WHAT NEEDS TO BE DONE: Between the line containing "box: [266, 77, 295, 109]" and the line containing "rough mask: <svg" lies a run of lines; give that run again exactly, with both of those lines, and nothing else from the entries below.

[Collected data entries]
########################################

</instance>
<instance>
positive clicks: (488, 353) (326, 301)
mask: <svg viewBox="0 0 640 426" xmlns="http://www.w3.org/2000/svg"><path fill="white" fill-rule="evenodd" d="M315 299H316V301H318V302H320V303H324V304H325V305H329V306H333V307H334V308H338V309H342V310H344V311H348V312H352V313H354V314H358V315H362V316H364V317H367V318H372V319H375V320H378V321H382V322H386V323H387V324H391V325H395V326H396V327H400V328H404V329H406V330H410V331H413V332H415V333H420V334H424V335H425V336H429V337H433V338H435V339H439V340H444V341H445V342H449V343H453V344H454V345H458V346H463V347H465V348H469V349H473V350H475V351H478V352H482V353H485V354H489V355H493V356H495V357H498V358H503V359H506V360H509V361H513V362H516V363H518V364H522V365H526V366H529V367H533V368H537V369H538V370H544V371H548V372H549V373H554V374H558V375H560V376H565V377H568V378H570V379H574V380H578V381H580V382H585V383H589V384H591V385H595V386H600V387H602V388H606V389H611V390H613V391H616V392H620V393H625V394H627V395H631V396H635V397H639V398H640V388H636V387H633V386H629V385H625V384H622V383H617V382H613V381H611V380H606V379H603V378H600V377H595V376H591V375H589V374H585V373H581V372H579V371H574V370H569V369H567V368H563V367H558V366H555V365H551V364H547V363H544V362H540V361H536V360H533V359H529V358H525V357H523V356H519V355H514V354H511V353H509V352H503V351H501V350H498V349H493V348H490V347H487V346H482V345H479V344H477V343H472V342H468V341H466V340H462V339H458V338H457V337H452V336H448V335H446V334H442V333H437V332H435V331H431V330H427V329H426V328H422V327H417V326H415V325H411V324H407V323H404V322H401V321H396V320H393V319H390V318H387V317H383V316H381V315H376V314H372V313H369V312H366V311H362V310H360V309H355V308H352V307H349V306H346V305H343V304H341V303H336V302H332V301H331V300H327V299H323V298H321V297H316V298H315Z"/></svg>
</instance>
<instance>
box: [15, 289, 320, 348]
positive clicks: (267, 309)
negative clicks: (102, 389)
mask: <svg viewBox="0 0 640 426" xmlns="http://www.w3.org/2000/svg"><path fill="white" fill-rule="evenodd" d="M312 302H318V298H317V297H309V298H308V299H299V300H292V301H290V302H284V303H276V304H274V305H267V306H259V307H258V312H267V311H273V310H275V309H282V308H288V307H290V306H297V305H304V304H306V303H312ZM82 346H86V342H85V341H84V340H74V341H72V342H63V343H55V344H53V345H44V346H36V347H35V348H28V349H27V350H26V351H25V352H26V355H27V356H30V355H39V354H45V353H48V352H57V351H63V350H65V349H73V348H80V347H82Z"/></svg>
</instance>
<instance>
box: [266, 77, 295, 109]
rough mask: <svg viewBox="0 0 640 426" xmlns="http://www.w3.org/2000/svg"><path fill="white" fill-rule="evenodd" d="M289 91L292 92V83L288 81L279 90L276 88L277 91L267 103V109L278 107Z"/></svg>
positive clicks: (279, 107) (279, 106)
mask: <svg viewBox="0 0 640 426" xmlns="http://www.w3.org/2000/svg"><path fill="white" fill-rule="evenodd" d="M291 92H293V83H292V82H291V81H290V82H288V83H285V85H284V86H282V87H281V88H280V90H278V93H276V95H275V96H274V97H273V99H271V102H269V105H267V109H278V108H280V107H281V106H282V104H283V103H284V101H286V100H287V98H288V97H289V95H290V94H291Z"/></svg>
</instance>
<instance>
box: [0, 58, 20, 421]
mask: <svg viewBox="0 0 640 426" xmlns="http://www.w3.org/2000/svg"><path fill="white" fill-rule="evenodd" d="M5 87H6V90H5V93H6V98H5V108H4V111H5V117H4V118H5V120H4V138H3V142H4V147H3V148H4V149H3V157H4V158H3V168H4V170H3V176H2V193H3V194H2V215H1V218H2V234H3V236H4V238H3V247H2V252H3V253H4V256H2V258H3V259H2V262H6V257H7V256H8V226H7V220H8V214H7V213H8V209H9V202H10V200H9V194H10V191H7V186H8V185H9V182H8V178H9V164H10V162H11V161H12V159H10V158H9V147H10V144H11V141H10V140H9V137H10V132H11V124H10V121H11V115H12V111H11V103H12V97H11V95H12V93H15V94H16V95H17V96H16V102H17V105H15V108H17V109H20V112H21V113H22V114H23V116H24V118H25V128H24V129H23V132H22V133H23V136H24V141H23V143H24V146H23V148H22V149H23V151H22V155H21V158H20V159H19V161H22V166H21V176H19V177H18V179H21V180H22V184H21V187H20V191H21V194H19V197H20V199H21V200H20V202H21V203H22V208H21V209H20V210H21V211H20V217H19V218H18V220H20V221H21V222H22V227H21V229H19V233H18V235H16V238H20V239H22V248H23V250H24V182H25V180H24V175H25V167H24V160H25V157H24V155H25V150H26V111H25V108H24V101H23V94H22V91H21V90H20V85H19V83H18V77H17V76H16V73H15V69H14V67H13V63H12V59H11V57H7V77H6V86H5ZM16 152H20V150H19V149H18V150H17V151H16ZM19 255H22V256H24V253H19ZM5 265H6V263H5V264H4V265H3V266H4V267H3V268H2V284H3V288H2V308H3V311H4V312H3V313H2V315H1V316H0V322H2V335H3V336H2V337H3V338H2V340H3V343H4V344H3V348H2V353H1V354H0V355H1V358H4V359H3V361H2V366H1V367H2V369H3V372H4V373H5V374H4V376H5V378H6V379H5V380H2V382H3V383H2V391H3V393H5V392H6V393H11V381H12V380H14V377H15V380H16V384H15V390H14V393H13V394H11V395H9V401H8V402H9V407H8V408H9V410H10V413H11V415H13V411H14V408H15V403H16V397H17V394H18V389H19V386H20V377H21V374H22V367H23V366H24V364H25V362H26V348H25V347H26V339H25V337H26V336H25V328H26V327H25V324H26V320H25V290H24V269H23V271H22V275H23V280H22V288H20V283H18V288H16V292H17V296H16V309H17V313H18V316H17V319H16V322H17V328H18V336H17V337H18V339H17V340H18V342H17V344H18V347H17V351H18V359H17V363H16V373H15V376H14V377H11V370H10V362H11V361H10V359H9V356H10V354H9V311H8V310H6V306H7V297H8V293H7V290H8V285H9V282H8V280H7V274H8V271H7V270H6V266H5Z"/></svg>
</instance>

########################################

ANSWER:
box: [266, 77, 295, 109]
rough mask: <svg viewBox="0 0 640 426" xmlns="http://www.w3.org/2000/svg"><path fill="white" fill-rule="evenodd" d="M289 91L292 92V83L288 81L279 90L276 88L277 91L267 103V109L278 107Z"/></svg>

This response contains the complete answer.